● TASK OBJECTIVE
The output must match the entries below exactly, with pictures removed.

━━━ DATA EXTRACTS ━━━

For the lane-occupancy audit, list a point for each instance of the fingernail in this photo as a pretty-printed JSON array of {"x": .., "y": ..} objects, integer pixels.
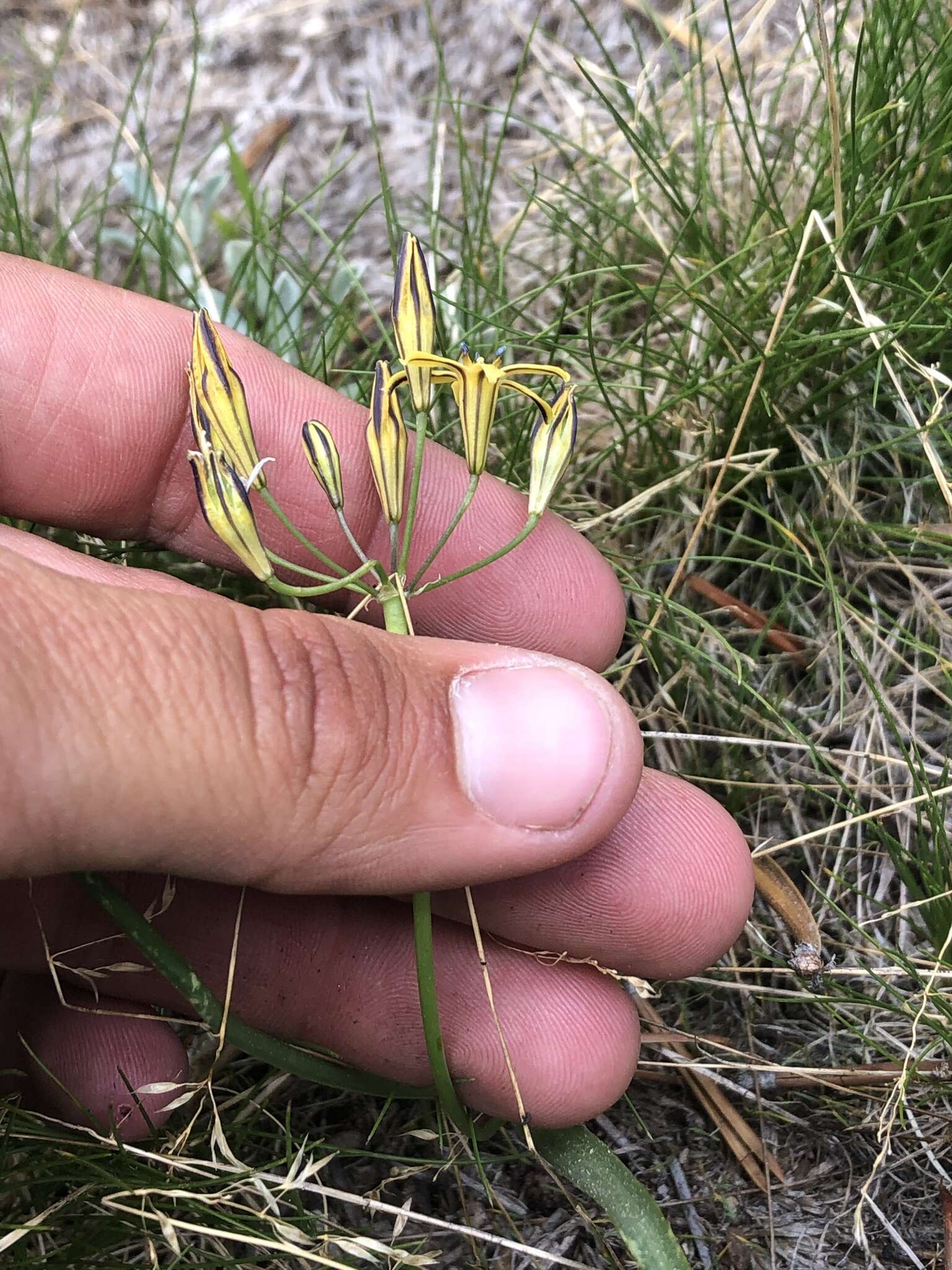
[{"x": 532, "y": 744}]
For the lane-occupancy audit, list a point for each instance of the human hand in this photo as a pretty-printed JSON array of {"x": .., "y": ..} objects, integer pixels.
[{"x": 154, "y": 728}]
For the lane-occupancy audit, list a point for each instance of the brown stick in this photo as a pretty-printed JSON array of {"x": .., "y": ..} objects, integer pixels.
[{"x": 752, "y": 618}]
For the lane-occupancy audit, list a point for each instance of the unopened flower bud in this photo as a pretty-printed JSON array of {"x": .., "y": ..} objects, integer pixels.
[
  {"x": 220, "y": 417},
  {"x": 551, "y": 448},
  {"x": 227, "y": 510},
  {"x": 324, "y": 459},
  {"x": 386, "y": 442},
  {"x": 414, "y": 316}
]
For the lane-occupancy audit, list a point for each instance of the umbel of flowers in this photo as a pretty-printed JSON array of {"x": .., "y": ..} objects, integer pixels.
[{"x": 229, "y": 470}]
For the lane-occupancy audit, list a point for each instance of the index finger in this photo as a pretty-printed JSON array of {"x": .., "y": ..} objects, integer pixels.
[{"x": 94, "y": 407}]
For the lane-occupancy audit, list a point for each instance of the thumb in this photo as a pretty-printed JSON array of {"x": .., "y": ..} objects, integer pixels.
[{"x": 179, "y": 732}]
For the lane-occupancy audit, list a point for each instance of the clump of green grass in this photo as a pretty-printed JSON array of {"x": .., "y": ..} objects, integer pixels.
[{"x": 650, "y": 251}]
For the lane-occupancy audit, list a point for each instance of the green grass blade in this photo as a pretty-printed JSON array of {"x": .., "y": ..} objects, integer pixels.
[{"x": 582, "y": 1158}]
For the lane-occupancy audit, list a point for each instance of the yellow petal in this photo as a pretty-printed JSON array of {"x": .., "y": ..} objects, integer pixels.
[
  {"x": 386, "y": 442},
  {"x": 227, "y": 510},
  {"x": 551, "y": 448},
  {"x": 414, "y": 316},
  {"x": 324, "y": 459},
  {"x": 219, "y": 407}
]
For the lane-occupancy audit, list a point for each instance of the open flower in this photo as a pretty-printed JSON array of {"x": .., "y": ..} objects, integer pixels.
[
  {"x": 220, "y": 417},
  {"x": 227, "y": 508},
  {"x": 324, "y": 459},
  {"x": 414, "y": 316},
  {"x": 386, "y": 441},
  {"x": 551, "y": 447},
  {"x": 477, "y": 386}
]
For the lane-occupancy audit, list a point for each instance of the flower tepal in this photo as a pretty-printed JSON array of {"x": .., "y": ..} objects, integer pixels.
[
  {"x": 477, "y": 386},
  {"x": 227, "y": 508},
  {"x": 414, "y": 318},
  {"x": 386, "y": 442},
  {"x": 324, "y": 460},
  {"x": 220, "y": 418}
]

━━━

● EXERCISE RESULT
For the lane-occupancy audit, list a point for each instance of the fingernail in this photo as a pretty-printed JSON array of {"x": .., "y": ..} objects, integer pixels.
[{"x": 532, "y": 744}]
For the lane-occupancy audit, list a point for each instance of the human hand in this photo as a pretty-printed JSON array of {"x": .., "y": ..} objects, integer pixels.
[{"x": 154, "y": 728}]
For the lane-occupancy audit, list a point for each instance of the brown stick in this photo as a pretty-printed JSON array of {"x": .., "y": ..} objects, integer pixels.
[{"x": 752, "y": 618}]
For the lane-occupancy audit, list a point for each instance of the unopened flower bud in this photo as a pretty-printed JSON array of {"x": .., "y": ..} objects, integer pixels.
[
  {"x": 220, "y": 417},
  {"x": 551, "y": 448},
  {"x": 227, "y": 510},
  {"x": 324, "y": 459},
  {"x": 386, "y": 442},
  {"x": 414, "y": 316}
]
For the lane-occupancy audit, list a point for each instance of the umbel of flowers in this photo as a pretty-printed JSON array of {"x": .., "y": ..} objects, integer pixels.
[{"x": 229, "y": 470}]
For the lane-occupancy audit, list a point for each instance of the index finger in this photo as a pretty-printed JSON array of {"x": .., "y": ..} objects, integer pixels.
[{"x": 94, "y": 407}]
For the lane-occupancy audit, list a point for each instance of the thumb in this photo as a pretty-printed JSON array of {"x": .., "y": ..} objects, integer pixels.
[{"x": 179, "y": 732}]
For the lane-occupancy audit, list a point for each instance of the clump of green grass in this photo as a pretty-printed JSON array of {"x": .., "y": ..} objects, integer pixels.
[{"x": 650, "y": 251}]
For the lane-occupancy audit, list a point for each instance of the green grass blade in this photo as a pretty-printed JSON array of {"x": .., "y": ..} objects, integer pixels.
[{"x": 582, "y": 1158}]
For the lane-occupancy audit, list a point for each instance of the yellow petal in this photo as a pretty-printed JSON array of {"x": .., "y": ..} objects, integer pixels.
[
  {"x": 386, "y": 442},
  {"x": 227, "y": 510},
  {"x": 551, "y": 448},
  {"x": 414, "y": 316},
  {"x": 324, "y": 459},
  {"x": 219, "y": 407}
]
For the lane-occupancy audit, list a point for each instance of the open flower in this photo as a pretty-printed JSON array of {"x": .., "y": ..} objects, integer pixels.
[
  {"x": 220, "y": 417},
  {"x": 227, "y": 508},
  {"x": 324, "y": 459},
  {"x": 414, "y": 316},
  {"x": 386, "y": 441},
  {"x": 551, "y": 447},
  {"x": 477, "y": 386}
]
For the lane-occupancy audit, list a point for each instance of the flower tepal in this photo as a pretty-printed JSON array of {"x": .., "y": ..} objects, integer pixels.
[
  {"x": 477, "y": 386},
  {"x": 227, "y": 508},
  {"x": 414, "y": 318},
  {"x": 386, "y": 442},
  {"x": 324, "y": 460},
  {"x": 220, "y": 418}
]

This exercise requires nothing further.